__EXCERPTED PASSAGE__:
# # # # # # #

And interesting phenomenon.
I've been trying to find the reference in "The Tree" by Colin Tudge where he relates how when extremem winds knocked over oaks, that the really ancient oaks survived because they had grown hollow, and had grown adventitious roots down inside their hollow cores.
So, like Guy points out - is hollowness a defect?
I'm sure it can be, but I also think hollowing and adventitious roots are strategies in a trees 'toolbox' for moving on strong into a new life stage.
And all part of the evolutionary dance that trees and fungi have been engaged in for millenia.
 
Ascending the Giants, have documented adventitious roots that have begun life in decayed wood well up in the canopy (100 feet + if I recall right) and have been able to reach all the way to the forest floor and establish in the ground.

Oops, I just realized I had it wrong, the tree with roots in the decay was an epiphyitic hemlock growing on a cedar. So the epiphyte became a hemiphyte.

In any case, the development of roots into internal tree structure is quite well documented in almost all species and all over the world.
 
[ QUOTE ]
Is this hollow a "defect"?

[/ QUOTE ]

Many are starting to refer to things like this as "condition" and avoiding the negative connotation that words like defect and hazard, and pest have.

Defect = condition
Pest and pathogen = colonizer
Hazard = risk
 
This is one of those things that make trees so cool. Its makes perfect sense to me that they (the roots) will feed on the decaying matter inside a trunk, just something that I never have thought of, nor encountered. Learn something everyday, I hope anyway, RIGHT?

Guy, unfortunately in my line of work we aren't able to try to rememdy many problems. The maple was split from the top of the trunk down to about 5' from the ground. It was determined to be a threat to our equipment, so it had to go. Of course, the homeowner was worried about her home, so she called us because it was near a pole and line. I would like to be more oriented towards saving trees instead of getting rid of them. Oh well, one day!

# # # # # # #

__DATA SHOWN__:
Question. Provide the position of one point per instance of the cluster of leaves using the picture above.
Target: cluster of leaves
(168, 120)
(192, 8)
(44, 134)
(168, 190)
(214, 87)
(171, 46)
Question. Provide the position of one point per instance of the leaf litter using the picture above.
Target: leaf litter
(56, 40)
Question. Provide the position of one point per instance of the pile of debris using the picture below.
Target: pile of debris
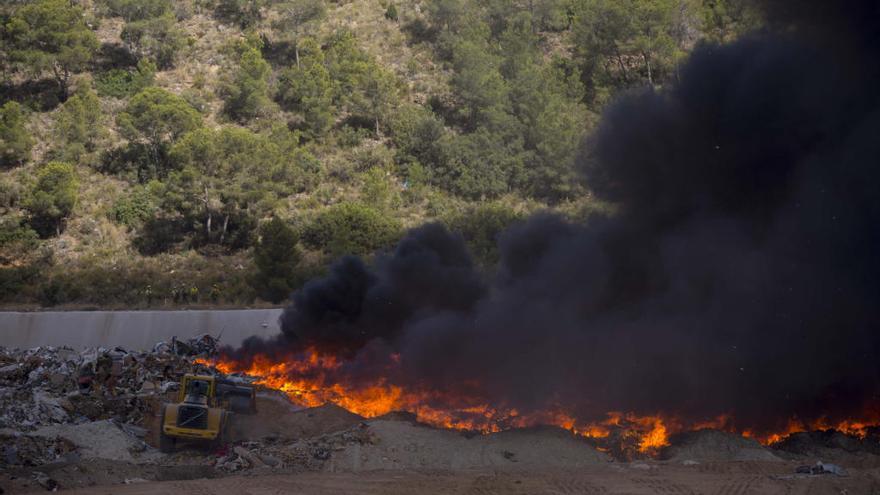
(51, 385)
(54, 400)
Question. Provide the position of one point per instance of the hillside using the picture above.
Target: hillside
(164, 153)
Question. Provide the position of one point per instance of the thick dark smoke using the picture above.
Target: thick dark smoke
(741, 275)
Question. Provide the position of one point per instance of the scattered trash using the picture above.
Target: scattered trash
(821, 468)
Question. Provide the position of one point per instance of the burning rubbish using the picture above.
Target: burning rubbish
(59, 431)
(736, 279)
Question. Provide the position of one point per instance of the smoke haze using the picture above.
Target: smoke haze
(740, 275)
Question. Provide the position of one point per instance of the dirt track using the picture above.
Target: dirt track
(639, 478)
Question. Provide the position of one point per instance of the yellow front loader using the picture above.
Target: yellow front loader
(197, 414)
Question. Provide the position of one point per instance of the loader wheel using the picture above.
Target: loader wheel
(166, 443)
(220, 440)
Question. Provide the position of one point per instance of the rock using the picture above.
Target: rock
(270, 460)
(245, 454)
(45, 481)
(57, 380)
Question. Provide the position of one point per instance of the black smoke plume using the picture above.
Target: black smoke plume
(740, 276)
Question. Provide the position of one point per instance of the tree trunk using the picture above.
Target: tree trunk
(225, 225)
(621, 65)
(208, 211)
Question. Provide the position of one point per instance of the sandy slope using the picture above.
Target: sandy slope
(737, 479)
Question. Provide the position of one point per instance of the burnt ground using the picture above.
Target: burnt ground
(328, 450)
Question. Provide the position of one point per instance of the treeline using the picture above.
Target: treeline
(214, 166)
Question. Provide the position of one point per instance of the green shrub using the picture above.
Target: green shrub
(158, 39)
(391, 12)
(133, 209)
(480, 227)
(276, 257)
(53, 197)
(245, 91)
(120, 83)
(17, 239)
(15, 141)
(351, 228)
(136, 10)
(78, 125)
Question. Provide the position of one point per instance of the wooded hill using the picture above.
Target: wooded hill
(199, 152)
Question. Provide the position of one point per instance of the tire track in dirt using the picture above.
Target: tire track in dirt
(664, 486)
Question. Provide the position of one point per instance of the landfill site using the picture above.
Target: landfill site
(91, 421)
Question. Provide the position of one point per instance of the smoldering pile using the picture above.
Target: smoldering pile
(739, 276)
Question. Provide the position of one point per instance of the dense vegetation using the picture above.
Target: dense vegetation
(221, 151)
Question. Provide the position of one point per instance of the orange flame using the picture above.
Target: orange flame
(312, 380)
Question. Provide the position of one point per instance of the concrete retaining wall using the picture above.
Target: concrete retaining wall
(132, 329)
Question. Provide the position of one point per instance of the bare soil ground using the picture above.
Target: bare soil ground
(328, 450)
(722, 479)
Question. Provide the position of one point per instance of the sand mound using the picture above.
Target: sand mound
(403, 445)
(830, 446)
(714, 445)
(100, 440)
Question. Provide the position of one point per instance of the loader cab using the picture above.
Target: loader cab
(198, 389)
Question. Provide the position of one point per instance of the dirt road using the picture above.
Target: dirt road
(138, 330)
(635, 479)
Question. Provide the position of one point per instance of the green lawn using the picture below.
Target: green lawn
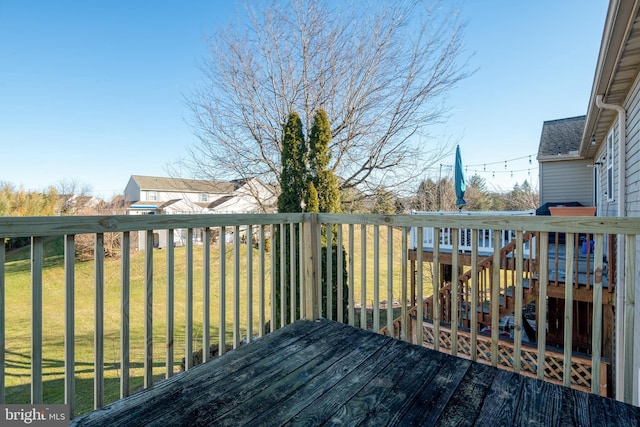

# # # # # # #

In the passage on hollow trees, why did the really ancient oaks survive when extreme winds knocked over oaks? Answer in one to three sentences.

The really ancient oaks survived because they had grown hollow and had grown adventitious roots down inside their hollow cores.